Problem details -> Output the data that follows exactly, line for line.

Data ->

:::::

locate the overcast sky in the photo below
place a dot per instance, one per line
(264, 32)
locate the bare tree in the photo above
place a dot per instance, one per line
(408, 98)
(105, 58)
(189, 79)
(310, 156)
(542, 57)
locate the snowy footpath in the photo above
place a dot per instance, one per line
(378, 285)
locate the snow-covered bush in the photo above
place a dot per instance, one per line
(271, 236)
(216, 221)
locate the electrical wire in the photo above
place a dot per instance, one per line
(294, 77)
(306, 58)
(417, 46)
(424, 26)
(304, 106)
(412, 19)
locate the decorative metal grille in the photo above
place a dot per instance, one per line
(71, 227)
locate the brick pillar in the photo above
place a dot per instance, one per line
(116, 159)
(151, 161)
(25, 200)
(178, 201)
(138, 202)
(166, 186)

:::::

Output below ->
locate the overcast sky in the photo below
place a dot per instance, one per line
(264, 32)
locate the bare tree in the photo above
place a dot per instance, one per line
(408, 98)
(105, 58)
(189, 79)
(310, 156)
(542, 57)
locate the snowy footpath in the photo above
place a dot per instance, one per line
(378, 285)
locate the snow-covered bush in the photo above
place a dot per instance, one per line
(271, 236)
(216, 221)
locate the electrical wire in the photo above
place a dot per instance, one per line
(294, 77)
(306, 58)
(417, 46)
(424, 26)
(304, 106)
(412, 19)
locate the decorative metal grille in the photo above
place a dot per instance, one per line
(71, 227)
locate the brick pillar in the photo above
place a dot per instance, one per line
(116, 159)
(151, 161)
(25, 200)
(178, 201)
(138, 202)
(166, 186)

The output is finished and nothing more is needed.